-- START OF Data entries --

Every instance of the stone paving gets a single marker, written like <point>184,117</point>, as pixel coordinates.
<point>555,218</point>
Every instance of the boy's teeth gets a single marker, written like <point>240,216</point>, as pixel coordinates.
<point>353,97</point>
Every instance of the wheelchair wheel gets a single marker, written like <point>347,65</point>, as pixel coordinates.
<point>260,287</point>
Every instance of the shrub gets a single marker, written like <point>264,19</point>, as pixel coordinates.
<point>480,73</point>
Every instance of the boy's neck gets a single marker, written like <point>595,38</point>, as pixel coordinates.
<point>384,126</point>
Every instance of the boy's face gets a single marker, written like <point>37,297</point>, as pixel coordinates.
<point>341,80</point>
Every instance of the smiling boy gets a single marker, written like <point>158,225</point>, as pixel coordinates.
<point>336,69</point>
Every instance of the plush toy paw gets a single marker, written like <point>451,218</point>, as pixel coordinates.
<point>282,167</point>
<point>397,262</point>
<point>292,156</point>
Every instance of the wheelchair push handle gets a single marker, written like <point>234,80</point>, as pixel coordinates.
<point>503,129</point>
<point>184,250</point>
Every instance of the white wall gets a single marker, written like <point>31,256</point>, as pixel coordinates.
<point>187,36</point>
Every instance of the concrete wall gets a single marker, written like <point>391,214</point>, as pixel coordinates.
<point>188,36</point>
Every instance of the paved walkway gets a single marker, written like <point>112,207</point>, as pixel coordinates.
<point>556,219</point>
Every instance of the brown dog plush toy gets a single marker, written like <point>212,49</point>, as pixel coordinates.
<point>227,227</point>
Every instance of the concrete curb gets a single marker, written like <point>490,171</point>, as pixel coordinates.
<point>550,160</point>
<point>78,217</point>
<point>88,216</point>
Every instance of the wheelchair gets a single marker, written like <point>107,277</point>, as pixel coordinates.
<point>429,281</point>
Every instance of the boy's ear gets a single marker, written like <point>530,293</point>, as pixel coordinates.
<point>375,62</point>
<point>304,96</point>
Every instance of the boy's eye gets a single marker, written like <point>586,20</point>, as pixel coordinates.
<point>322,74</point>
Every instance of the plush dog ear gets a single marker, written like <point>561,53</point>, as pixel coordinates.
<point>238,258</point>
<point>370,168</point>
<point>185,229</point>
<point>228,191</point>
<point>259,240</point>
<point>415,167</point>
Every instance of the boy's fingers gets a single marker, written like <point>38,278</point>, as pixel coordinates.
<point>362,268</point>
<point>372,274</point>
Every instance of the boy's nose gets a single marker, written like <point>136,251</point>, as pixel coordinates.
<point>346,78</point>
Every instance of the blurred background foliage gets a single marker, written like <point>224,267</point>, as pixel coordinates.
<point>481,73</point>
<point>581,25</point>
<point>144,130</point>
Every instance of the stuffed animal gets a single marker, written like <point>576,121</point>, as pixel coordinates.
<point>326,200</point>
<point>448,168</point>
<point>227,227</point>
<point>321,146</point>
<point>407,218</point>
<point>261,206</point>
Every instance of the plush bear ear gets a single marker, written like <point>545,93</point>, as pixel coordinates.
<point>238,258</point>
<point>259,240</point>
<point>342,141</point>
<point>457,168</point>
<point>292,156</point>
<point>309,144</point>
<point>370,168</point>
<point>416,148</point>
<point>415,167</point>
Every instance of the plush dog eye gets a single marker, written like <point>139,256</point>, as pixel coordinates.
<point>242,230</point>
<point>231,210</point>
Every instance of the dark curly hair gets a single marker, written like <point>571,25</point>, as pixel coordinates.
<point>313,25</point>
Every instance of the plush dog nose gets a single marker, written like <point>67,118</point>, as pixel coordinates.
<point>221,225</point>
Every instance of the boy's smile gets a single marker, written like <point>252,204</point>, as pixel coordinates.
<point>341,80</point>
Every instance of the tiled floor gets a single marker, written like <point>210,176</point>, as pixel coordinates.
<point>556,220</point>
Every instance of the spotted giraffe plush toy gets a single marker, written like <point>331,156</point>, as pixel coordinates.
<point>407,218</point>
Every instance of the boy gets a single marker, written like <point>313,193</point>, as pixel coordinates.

-- END OF Data entries --

Exercise task — Copy out every row above again, character for character, with nothing changed, added, or left out.

Finished exercise —
Every instance of the stone paving gets a single marker, written like <point>184,117</point>, as pixel coordinates.
<point>555,218</point>
Every instance of the boy's teeth gets a single marker, written like <point>240,216</point>, as pixel coordinates.
<point>353,97</point>
Every instance of the wheelchair wheel gets a single marker, written like <point>347,65</point>, as pixel coordinates.
<point>260,287</point>
Every instance of the shrub gets a single marker, written like <point>264,19</point>, as pixel coordinates.
<point>480,73</point>
Every instance of the boy's neck gets a single marker, written like <point>595,38</point>, as pixel coordinates.
<point>384,126</point>
Every instance of the boy's face gets a single marker, written like <point>37,297</point>, as pixel coordinates.
<point>341,80</point>
Every instance of the smiling boy gets a single marker, written like <point>158,225</point>, as pixel coordinates.
<point>336,69</point>
Every instance of the plush toy paw gets a single marker, written like <point>451,218</point>, as pixel coordinates.
<point>282,167</point>
<point>397,262</point>
<point>292,156</point>
Every instance of the wheelchair push handle gets a single marker, written like <point>234,80</point>, as pixel coordinates.
<point>503,129</point>
<point>184,250</point>
Every instance of the white wall gets a single marker, written like <point>31,256</point>, as pixel coordinates.
<point>187,36</point>
Every instance of the concrete wall gets a single marker, written like <point>391,214</point>, as pixel coordinates.
<point>188,36</point>
Every instance of the paved walkway gets a single marker, written like <point>112,207</point>, as pixel coordinates.
<point>556,219</point>
Every instance of the brown dog plush toy gets a single marker, written like <point>212,49</point>, as pixel coordinates.
<point>227,227</point>
Every instance of the concrete curb gets a single marker, written like <point>490,171</point>, as pixel coordinates.
<point>550,160</point>
<point>78,217</point>
<point>88,216</point>
Every instance of the wheelchair gets a single marker, written like <point>107,277</point>, as pixel coordinates.
<point>429,281</point>
Every instance of the boy's ear gets a single marker, written like <point>530,293</point>, as pixel coordinates.
<point>375,62</point>
<point>304,96</point>
Every instance of the boy's eye gets a single marker, written like <point>586,20</point>, as pixel coordinates.
<point>322,74</point>
Every instance of the plush dog ear gets a single marker, written like <point>561,53</point>, as pixel coordinates.
<point>238,258</point>
<point>370,168</point>
<point>185,229</point>
<point>228,191</point>
<point>259,240</point>
<point>415,167</point>
Every instance of the boy's fingers gets a single marker, written like <point>38,278</point>, as pixel coordinates.
<point>362,268</point>
<point>372,274</point>
Every instance of the boy's nose gets a single marker, written like <point>136,251</point>, as pixel coordinates.
<point>346,78</point>
Every instance of the blurred background foliage gets a single marker, written like <point>224,267</point>, as pixel coordinates.
<point>481,73</point>
<point>581,25</point>
<point>144,130</point>
Every instance of the stuffed animal gets a single marker, written like <point>576,121</point>, as pixel coordinates.
<point>326,200</point>
<point>448,168</point>
<point>227,227</point>
<point>321,146</point>
<point>407,218</point>
<point>261,206</point>
Every instance of the plush bear ear gets a single marker, written like <point>545,93</point>, as pixel coordinates.
<point>238,258</point>
<point>259,240</point>
<point>342,141</point>
<point>457,168</point>
<point>292,156</point>
<point>309,144</point>
<point>370,168</point>
<point>416,148</point>
<point>415,167</point>
Every instance of the plush dog eye gets a single marker, written like <point>139,256</point>, as pixel coordinates.
<point>242,230</point>
<point>231,210</point>
Every instance of the dark curly hair gets a single marker, written like <point>571,25</point>, as pixel coordinates.
<point>313,25</point>
Every instance of the plush dog nose gets a single marker, written like <point>67,118</point>, as pixel coordinates.
<point>221,225</point>
Every instance of the boy's smile gets a single marker, written like <point>252,204</point>, as pixel coordinates.
<point>341,80</point>
Every instance of the tiled floor gets a single marker, written like <point>210,176</point>, as pixel coordinates.
<point>556,220</point>
Every instance of the spotted giraffe plush toy gets a single marker, written like <point>331,156</point>, as pixel coordinates.
<point>407,218</point>
Every instance of the boy gets a single marker, written like <point>313,193</point>, as pixel coordinates.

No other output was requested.